[Begin]

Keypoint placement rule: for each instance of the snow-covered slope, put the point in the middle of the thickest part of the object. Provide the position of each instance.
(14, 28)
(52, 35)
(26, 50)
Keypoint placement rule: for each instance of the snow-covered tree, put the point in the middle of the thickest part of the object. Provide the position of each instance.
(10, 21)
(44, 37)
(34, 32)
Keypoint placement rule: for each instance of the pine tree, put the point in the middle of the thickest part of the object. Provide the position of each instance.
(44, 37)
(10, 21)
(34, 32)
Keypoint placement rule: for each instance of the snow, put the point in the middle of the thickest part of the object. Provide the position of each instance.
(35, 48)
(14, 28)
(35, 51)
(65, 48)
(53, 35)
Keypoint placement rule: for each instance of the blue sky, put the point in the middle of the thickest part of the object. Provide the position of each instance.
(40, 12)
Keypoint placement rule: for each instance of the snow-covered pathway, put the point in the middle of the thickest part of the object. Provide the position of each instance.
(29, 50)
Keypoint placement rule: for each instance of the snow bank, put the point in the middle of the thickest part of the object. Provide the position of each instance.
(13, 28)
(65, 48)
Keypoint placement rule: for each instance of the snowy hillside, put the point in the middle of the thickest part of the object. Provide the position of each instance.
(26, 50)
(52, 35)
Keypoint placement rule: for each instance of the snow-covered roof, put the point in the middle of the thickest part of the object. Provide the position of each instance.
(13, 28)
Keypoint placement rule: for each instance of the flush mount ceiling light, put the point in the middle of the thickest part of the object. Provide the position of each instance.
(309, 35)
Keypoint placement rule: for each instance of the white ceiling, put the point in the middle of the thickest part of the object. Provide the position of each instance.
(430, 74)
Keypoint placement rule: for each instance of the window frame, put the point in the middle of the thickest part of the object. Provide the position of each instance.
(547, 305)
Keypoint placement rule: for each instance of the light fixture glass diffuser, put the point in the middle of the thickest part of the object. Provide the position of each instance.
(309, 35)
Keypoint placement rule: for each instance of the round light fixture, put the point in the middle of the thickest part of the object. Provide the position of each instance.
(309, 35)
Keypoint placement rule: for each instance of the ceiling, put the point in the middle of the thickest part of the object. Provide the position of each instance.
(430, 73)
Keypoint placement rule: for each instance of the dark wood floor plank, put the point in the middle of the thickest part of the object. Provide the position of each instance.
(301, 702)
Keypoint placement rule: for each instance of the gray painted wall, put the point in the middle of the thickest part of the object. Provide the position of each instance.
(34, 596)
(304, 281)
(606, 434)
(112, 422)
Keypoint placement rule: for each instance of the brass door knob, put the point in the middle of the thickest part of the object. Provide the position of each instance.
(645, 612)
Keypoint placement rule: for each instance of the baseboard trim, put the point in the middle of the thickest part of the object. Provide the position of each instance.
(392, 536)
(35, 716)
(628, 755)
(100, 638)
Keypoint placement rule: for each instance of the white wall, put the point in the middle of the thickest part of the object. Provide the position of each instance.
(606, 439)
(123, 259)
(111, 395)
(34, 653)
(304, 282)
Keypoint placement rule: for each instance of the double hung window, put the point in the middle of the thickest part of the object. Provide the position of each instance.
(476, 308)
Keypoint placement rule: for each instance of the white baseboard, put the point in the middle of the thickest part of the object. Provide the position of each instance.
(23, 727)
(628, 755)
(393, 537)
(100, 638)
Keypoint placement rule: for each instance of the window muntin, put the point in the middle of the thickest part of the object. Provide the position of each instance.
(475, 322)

[End]

# WHAT IS EXPECTED
Reproduce all of the data above, substituting "widest" for every occurrence of "thickest" and leaving everything else unchanged.

# OUTPUT BELOW
Keypoint placement rule: for each instance of the snow-covered slope, put the point in the middle of the widest part of the object. Provide the position of each instance.
(14, 28)
(52, 35)
(26, 50)
Keypoint placement rule: for each instance of the snow-covered tree, put the point in the middle of the widest part of the object. Provide the position of each instance.
(10, 21)
(44, 37)
(34, 32)
Keypoint placement rule: for each instance of the pine tree, put the point in the middle of the widest part of the object. Provide the position of each instance.
(44, 37)
(10, 21)
(34, 32)
Keypoint placement rule: for each instance of the snow, put the point in the middle of the widest part of the object. Provide the position of each instance.
(35, 48)
(14, 28)
(35, 51)
(65, 48)
(53, 35)
Keypoint placement rule: for each instance of the blue sky, put the point in the middle of the widest part of the object. Provide the position of each instance.
(40, 12)
Keypoint placement rule: for each instance of the snow-covered pathway, put the point in the middle of the widest part of the object. Provide the position of each instance.
(29, 50)
Keypoint placement rule: for each instance of the snow bank, put the point in the middle of the widest part of the object. Provide the position of each instance.
(13, 28)
(65, 48)
Keypoint placement rule: for each instance of the snowy hillside, put the point in the middle of the widest part of the object. Provide the position of each instance.
(26, 50)
(52, 35)
Keypoint placement rule: for each instance of the snow-covered roof, put the point in the middle of the widest part of the object. Provide the position of each instance.
(13, 28)
Keypoint placement rule: for each instance of the flush mount ceiling light, put the point in the middle of the widest part of the object. Provide the position of each instance.
(309, 35)
Keypoint placement rule: for each instance of the white ceiling, put the point in the middle of the widest part of the object. Provide the position of each instance.
(430, 74)
Keypoint placement rule: for each instance of the window frame, put the point in the middle of the widest part of the object. Provide the position of each instance.
(547, 305)
Keypoint placement rule: for each instance of the light fixture glass diffuser, put the point in the middle of the widest part of the object. Provide the position of each instance.
(309, 35)
Keypoint placement rule: for each instance of the round light fixture, put the point in the middle of the widest part of the object. Provide the position of each instance.
(309, 35)
Keypoint placement rule: for each instance of the ceiling, put the point in the middle of the widest part of the object. Provide the position of each instance.
(430, 73)
Keypoint placement rule: for each instance of the dark wood floor plank, put the point in the middle of the widest part of the object. Provide the position of each instance.
(301, 702)
Keypoint placement rule: for each instance of the gray painted wall, put the point in the middle of the widest part of the object. Provide the position of each instance.
(34, 596)
(304, 281)
(606, 434)
(112, 422)
Keypoint placement rule: for each instance of the brass door knob, put the point in the middle of the widest part of the object. Provide the position of each instance.
(645, 612)
Keypoint placement rule: for each instance of the baseboard trim, put the point in the middle of the widest part of the object. Provide the position of each instance.
(392, 536)
(35, 716)
(628, 755)
(100, 638)
Keypoint placement rule: for each instance of the white wall, put the point in the middle of the widest part of the object. Provide the position of each instance.
(606, 439)
(123, 259)
(111, 395)
(34, 653)
(304, 282)
Keypoint placement rule: for each instance of the double hung window, put the point in the middle of the widest part of the object. Provide the position of each instance.
(476, 308)
Keypoint placement rule: for each instance of the white baseboard, put the point in the middle of the widest part of the object. Provide the position of each instance.
(23, 727)
(628, 755)
(393, 537)
(100, 638)
Keypoint placement rule: for each instance of the window muntin, put the point in the middle of the widest part of the object. Provide the position of each instance.
(475, 322)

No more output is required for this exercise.